*** AANGELEVERDE TEKST ***

88% van de totale dienstenexport tussen 2012 en 2016 is dankzij bedrijven die ieder jaar exporteren
15% van de incidentele dienstenexporteurs van 2015 groeit uit tot structurele exporteur in 2016

3.2Ontwikkeling aantal dienstenexporteurs en importeurs

Figuur 3.2.1 toont de ontwikkeling van het aantal dienstenexporteurs in Nederland in de periode 2012–2016. Zo blijkt het aantal dienstenexporteurs in Nederland gestaag toe te nemen tussen 2012 en 2016, van ruim 47 duizend exporteurs in 2012 naar bijna 70 duizend in 2016. Echter, deze geleidelijke toename ging niet altijd even snel. In de jaren 2013 tot en met 2015 daalde de groei van het aantal exporteurs. Pas in 2016 nam de groei daarvan licht toe.

Ook aan de importzijde zien we een stijgende trend in het aantal dienstenimporteurs, van ruim 175 duizend importeurs in 2012 naar ruim 265 duizend in 2016 (figuur 3.2.2). Net zoals bij de goederenhandel, ligt het aantal dienstenimporteurs aanzienlijk hoger dan het aantal dienstenexporteurs. De groei daarvan wisselde sterk van jaar op jaar. Zo groeide het aantal dienstenimporteurs met 16 procent tussen 2012 en 2013, met 7 procent tussen 2014 en 2015 en vervolgens weer met 13 procent tussen 2015 en 2016.

18% van de dienstenexporteurs tussen 2012 en 2016 exporteerde ieder jaar

3.3Handelspatronen diensten­exporteurs en importeurs

In totaal zijn ruim 123 duizend unieke bedrijven in minimaal één jaar tussen 2012 en 2016 actief geweest als dienstenexporteur. Deze groep exporteurs is verre van homogeen. Figuur 3.3.1 toont de verschillende handelspatronen binnen deze groep in de periode 2012–2016.

Van de bedrijven die tussen 2012 en 2016 diensten geëxporteerd hebben, deed slechts 18 procent dat ook ieder jaar. Deze beperkte groep bedrijven was echter goed voor bijna 90 procent van de waarde van de dienstenexport in de betreffende periode. Naast deze stabiele exporteurs, waren bedrijven die drie of vier achtereenvolgende jaren exporteerde goed voor ongeveer 18 procent van de unieke exporteurs en negen procent van de waarde van de export van diensten tussen 2012 en 2016. Ruim 65 procent van deze bedrijven was exporteerde ook in 2016, het meest recent jaar waarvoor gegevens over dienstenhandel beschikbaar zijn. Mogelijk zal deze groep deels uitgroeien tot stabiele exporteur

Figuur 3.3.2 vergelijkt de verschillende patronen in goederen- en dienstenuitvoer in termen van aantallen exporteurs tussen 2012 en 2016. Dienstenexporteurs hebben vergeleken met goederenexporteurs andere exportpatronen. Zo laat figuur 3.3.2 zien dat 13 procent van de goederenexporteurs meerdere keren start met exporteren, ten opzichte van 6 procent van de dienstenexporteurs. In tegenstelling tot goederenexport, lijken knipperlichtexporteurs dus relatief beperkt van omvang te zijn in het geval van diensten. Daarnaast zijn goederenexporteurs in de periode 2012–2016 relatief vaker stabiele exporteurs dan bedrijven die diensten uitvoeren. Verder exporteert ruim 44 procent van de dienstenexporteurs maximaal één jaar in een periode van vijf jaar. Onder goederenexporteurs tussen 2012 en 2016 komt dat in slechts 27 procent van de gevallen voor. Goederenexporteurs lijken dus relatief langer te exporteren en na een ‘mislukking’ vaker opnieuw te beginnen dan dienstenexporteurs.

*** INVOERMATERIAAL ***

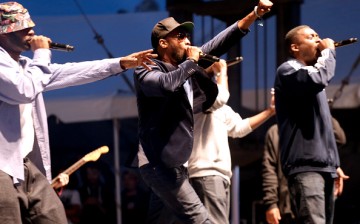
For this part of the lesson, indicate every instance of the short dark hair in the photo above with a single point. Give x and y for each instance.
(291, 37)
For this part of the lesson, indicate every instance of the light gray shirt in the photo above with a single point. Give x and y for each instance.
(24, 82)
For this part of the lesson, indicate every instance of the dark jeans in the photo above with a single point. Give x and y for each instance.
(214, 192)
(172, 196)
(30, 201)
(312, 195)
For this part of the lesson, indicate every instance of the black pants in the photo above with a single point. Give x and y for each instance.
(30, 201)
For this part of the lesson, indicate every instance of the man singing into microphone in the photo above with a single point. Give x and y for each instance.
(25, 172)
(309, 154)
(168, 96)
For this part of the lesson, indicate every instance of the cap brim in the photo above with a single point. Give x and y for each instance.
(188, 26)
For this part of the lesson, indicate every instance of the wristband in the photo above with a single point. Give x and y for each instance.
(255, 10)
(259, 18)
(191, 59)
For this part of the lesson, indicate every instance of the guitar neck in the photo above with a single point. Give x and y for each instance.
(74, 167)
(71, 169)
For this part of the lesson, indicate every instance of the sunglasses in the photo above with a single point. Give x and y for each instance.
(182, 36)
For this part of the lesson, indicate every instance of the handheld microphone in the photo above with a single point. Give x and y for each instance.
(61, 47)
(234, 61)
(209, 57)
(345, 42)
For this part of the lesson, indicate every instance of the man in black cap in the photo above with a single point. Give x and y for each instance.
(167, 97)
(26, 195)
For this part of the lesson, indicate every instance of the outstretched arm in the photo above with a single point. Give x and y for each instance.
(138, 59)
(263, 7)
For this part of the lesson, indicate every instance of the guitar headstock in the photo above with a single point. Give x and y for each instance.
(95, 155)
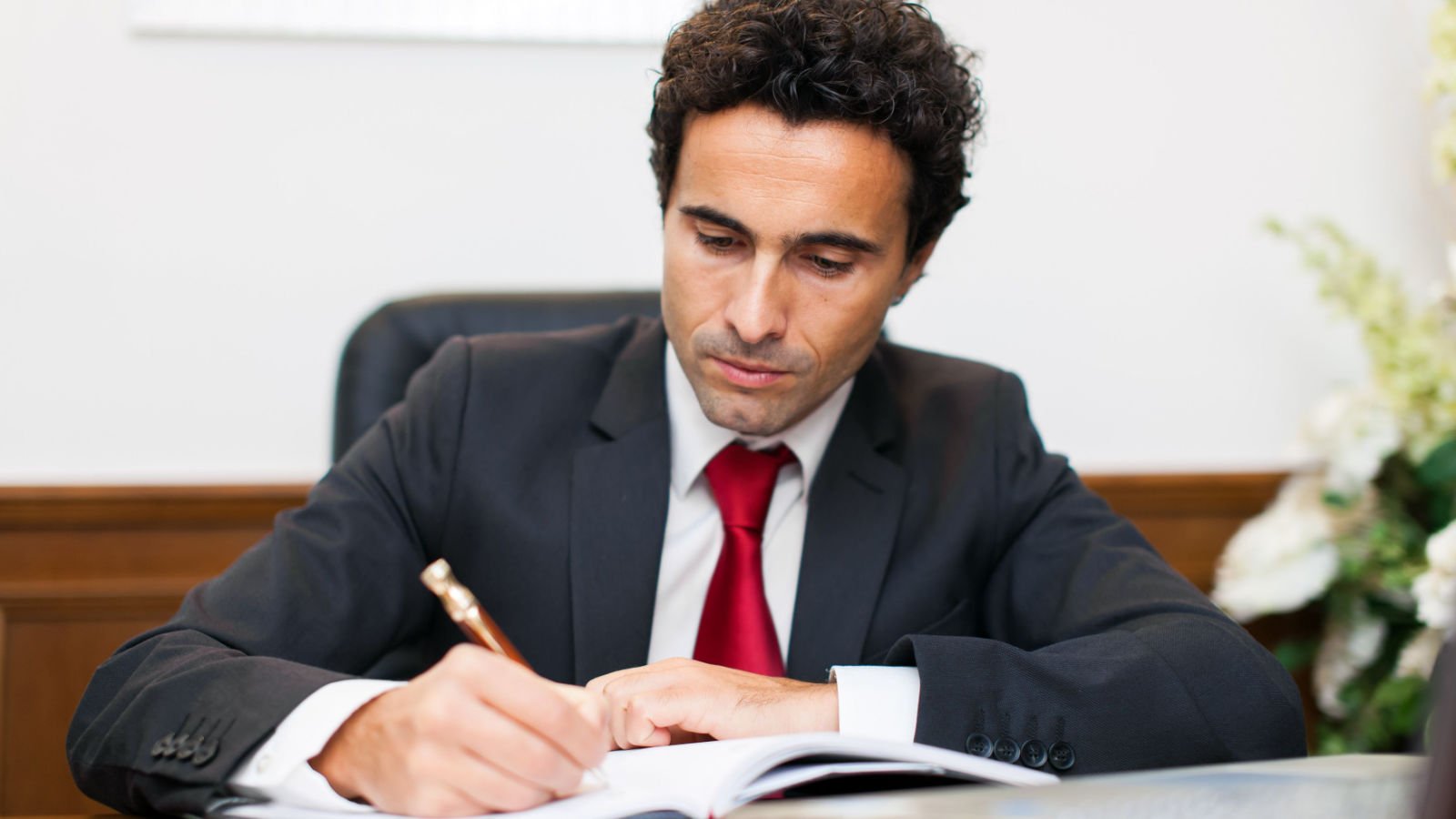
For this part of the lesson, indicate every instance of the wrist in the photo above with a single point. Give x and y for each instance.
(332, 763)
(815, 707)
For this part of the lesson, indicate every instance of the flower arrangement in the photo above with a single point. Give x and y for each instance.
(1370, 533)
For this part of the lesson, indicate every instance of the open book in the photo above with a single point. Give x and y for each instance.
(711, 778)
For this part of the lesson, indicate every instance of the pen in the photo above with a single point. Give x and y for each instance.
(470, 617)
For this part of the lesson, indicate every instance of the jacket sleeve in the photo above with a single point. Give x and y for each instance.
(1097, 653)
(331, 591)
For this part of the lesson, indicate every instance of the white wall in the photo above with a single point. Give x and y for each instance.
(189, 228)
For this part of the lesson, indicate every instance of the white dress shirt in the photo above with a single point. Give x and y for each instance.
(874, 702)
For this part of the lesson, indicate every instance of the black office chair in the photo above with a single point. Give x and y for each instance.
(398, 339)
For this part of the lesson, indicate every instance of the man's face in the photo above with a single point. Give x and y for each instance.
(784, 247)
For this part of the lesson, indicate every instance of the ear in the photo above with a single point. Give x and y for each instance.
(915, 268)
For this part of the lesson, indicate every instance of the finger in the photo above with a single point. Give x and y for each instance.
(511, 746)
(590, 704)
(535, 703)
(485, 787)
(633, 723)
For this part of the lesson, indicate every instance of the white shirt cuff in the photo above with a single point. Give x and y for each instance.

***

_GEGEVEN OPGAVE 1_
Neem uit de tekst over dienstenexporteurs alles over, vanaf "Ook aan de importzijde" tot en met "13 procent tussen 2015 en 2016.".
_GEGEVEN OPGAVE 2_
Verzamel uit de records elke regel waarin het woord "dark" staat en schrijf die regels over.
De tekst en de records komen uit verschillende bronnen.

_VOLLEDIG ANTWOORD 1_
Ook aan de importzijde zien we een stijgende trend in het aantal dienstenimporteurs, van ruim 175 duizend importeurs in 2012 naar ruim 265 duizend in 2016 (figuur 3.2.2). Net zoals bij de goederenhandel, ligt het aantal dienstenimporteurs aanzienlijk hoger dan het aantal dienstenexporteurs. De groei daarvan wisselde sterk van jaar op jaar. Zo groeide het aantal dienstenimporteurs met 16 procent tussen 2012 en 2013, met 7 procent tussen 2014 en 2015 en vervolgens weer met 13 procent tussen 2015 en 2016.

_VOLLEDIG ANTWOORD 2_
For this part of the lesson, indicate every instance of the short dark hair in the photo above with a single point. Give x and y for each instance.
For this part of the lesson, indicate every instance of the dark jeans in the photo above with a single point. Give x and y for each instance.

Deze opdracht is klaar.